▸ **TASK OBJECTIVE**:
Write out the listing exactly as it is given.

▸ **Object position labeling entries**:
##############################
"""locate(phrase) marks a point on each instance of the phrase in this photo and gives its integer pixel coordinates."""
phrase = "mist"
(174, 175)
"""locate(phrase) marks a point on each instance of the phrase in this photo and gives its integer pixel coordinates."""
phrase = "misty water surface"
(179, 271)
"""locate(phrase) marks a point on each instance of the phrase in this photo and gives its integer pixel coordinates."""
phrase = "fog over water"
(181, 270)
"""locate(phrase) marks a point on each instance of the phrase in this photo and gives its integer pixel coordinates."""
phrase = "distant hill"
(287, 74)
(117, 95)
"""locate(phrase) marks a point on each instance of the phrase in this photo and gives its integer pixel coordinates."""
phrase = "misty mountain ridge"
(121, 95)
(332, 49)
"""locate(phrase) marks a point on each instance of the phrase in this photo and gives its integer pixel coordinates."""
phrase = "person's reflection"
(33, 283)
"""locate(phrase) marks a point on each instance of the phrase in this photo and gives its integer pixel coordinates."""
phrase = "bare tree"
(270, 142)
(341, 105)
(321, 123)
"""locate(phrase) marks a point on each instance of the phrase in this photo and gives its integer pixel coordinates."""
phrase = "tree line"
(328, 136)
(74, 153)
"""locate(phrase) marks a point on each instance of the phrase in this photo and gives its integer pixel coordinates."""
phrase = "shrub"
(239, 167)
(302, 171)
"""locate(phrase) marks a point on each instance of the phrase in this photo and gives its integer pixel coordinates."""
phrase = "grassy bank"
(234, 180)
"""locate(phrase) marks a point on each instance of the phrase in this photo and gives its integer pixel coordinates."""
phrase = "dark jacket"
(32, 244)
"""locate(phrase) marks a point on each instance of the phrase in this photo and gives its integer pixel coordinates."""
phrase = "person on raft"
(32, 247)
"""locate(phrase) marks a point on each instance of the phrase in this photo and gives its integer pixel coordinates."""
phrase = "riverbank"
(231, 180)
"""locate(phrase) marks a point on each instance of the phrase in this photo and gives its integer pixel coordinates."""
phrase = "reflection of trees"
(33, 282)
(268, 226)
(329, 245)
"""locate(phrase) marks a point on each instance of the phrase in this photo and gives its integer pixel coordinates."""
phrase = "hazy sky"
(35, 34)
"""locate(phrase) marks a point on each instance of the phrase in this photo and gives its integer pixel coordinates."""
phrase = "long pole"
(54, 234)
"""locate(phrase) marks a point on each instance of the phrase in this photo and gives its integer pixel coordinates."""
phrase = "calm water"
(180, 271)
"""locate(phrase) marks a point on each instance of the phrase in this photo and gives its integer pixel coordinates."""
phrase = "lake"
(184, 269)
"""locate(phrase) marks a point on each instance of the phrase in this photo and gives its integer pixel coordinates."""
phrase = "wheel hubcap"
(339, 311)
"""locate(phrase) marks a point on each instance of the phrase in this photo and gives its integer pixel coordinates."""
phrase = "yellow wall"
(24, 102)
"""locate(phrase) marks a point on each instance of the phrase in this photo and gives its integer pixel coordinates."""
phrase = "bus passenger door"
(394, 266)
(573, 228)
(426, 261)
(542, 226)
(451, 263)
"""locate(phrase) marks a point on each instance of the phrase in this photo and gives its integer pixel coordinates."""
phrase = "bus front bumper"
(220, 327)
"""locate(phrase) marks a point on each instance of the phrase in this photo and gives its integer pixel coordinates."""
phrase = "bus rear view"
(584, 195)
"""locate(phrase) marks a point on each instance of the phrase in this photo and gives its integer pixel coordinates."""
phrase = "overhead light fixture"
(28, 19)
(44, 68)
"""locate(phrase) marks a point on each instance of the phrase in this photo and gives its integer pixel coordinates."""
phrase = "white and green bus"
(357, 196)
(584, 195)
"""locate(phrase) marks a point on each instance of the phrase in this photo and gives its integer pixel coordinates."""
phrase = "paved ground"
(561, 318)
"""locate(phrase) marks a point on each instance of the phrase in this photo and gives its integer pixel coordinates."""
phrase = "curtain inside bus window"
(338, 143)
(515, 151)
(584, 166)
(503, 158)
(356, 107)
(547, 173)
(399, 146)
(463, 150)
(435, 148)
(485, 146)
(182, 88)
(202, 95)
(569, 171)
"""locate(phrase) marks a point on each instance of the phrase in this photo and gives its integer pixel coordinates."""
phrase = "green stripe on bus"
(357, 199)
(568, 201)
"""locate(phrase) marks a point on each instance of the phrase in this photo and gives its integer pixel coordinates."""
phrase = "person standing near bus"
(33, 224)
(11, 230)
##############################
▸ **FULL OUTPUT**:
"""locate(phrase) marks a point on each instance of the phrase in this photo and gives its integer pixel coordinates."""
phrase = "mist"
(174, 175)
"""locate(phrase) marks a point on each instance of the phrase in this photo and gives its integer pixel coordinates."""
phrase = "misty water surface"
(179, 271)
"""locate(phrase) marks a point on each instance of the phrase in this photo and gives its integer pixel coordinates."""
phrase = "fog over water"
(181, 270)
"""locate(phrase) marks a point on each instance of the phrase in this photo and gives its integer pixel coordinates."""
phrase = "distant hill"
(287, 74)
(117, 95)
"""locate(phrase) marks a point on each instance of the phrase in this photo and gives its integer pixel coordinates."""
phrase = "misty mountain ridge"
(121, 95)
(332, 49)
"""locate(phrase) marks a point on each instance of the phrase in this photo and gives its integer pixel coordinates."""
phrase = "person's reflection"
(33, 283)
"""locate(phrase) marks a point on each instance of the phrase in this photo and gives its integer pixel coordinates."""
phrase = "bare tree"
(270, 142)
(341, 105)
(321, 123)
"""locate(phrase) marks a point on each instance of the phrase in this photo and gives its integer pixel coordinates."""
phrase = "tree line"
(328, 136)
(74, 153)
"""locate(phrase) marks a point on each instance of the phrase in this photo and gives its integer pixel coordinates."""
phrase = "shrub"
(239, 167)
(302, 171)
"""locate(phrase) marks a point on each instance of the phrase in this photo and gives its integer pixel coordinates."""
phrase = "grassy bank"
(234, 180)
"""locate(phrase) marks a point on each instance of the phrase in this photo and gives its integer pixel coordinates."""
phrase = "dark jacket"
(32, 244)
"""locate(phrase) marks a point on each instance of the phrase in this photo and gives its integer pixel coordinates."""
phrase = "person on raft"
(32, 247)
"""locate(phrase) marks a point on each instance of the phrase in this photo and gives its integer pixel coordinates."""
phrase = "riverbank"
(231, 180)
"""locate(phrase) marks a point on each instance of the phrase in this photo and gives its integer pixel coordinates."""
phrase = "reflection of trees"
(33, 282)
(268, 226)
(329, 245)
"""locate(phrase) marks a point on each instance of the phrase in this photo and gives its integer pixel coordinates."""
phrase = "hazy sky"
(35, 34)
"""locate(phrase) marks a point on each instance of the phrase in this photo and gives its integer pixel coordinates."""
phrase = "long pole"
(54, 234)
"""locate(phrase) marks a point on each instance of the phrase in this photo and gives its integer pixel coordinates."""
phrase = "calm water"
(180, 271)
"""locate(phrase) marks a point on each instance of the phrase in this photo and gives its integer pixel coordinates."""
phrase = "lake"
(184, 269)
"""locate(phrase) marks a point on each instance of the phrase in this photo and gives its integer pixel coordinates."""
phrase = "wheel hubcap"
(339, 311)
"""locate(phrase) marks a point on each instance of the phrase in this photo and gives its integer pixel coordinates."""
phrase = "yellow wall"
(24, 102)
"""locate(phrase) marks a point on each instance of the phrase in this photo and gives its integer pixel coordinates."""
phrase = "bus passenger door"
(394, 266)
(573, 228)
(426, 261)
(542, 226)
(451, 263)
"""locate(phrase) marks a point on each instance of the phrase in this photo and gives its integer pixel coordinates."""
phrase = "bus front bumper"
(220, 327)
"""locate(phrase) marks a point on each instance of the phrase in this photo and gives its integer pixel coordinates."""
phrase = "bus rear view"
(584, 195)
"""locate(phrase) marks a point on each instance of the phrase in this photo and gives its integer pixel coordinates."""
phrase = "overhead light fixture"
(28, 19)
(44, 68)
"""locate(phrase) marks a point on each instance of the phrase in this photo and gives its integer pixel coordinates."""
phrase = "white and green bus"
(357, 196)
(584, 195)
"""locate(phrase) marks a point on each instance of the phrase in this photo and gives its integer pixel coordinates."""
phrase = "paved ground"
(561, 318)
"""locate(phrase) marks a point on each instance of the phrase in this photo and gives its integer pixel coordinates."""
phrase = "curtain inside bus window"
(338, 143)
(515, 151)
(584, 166)
(503, 158)
(356, 107)
(547, 173)
(399, 146)
(463, 150)
(435, 148)
(485, 146)
(182, 88)
(202, 95)
(569, 171)
"""locate(phrase) marks a point on each instance of the phrase in this photo and gives its integer pixel coordinates."""
phrase = "green stripe on bus"
(357, 199)
(568, 201)
"""locate(phrase) marks a point on each instance of the phrase in this photo and gives its integer pixel coordinates."""
phrase = "person standing near bus"
(33, 224)
(11, 230)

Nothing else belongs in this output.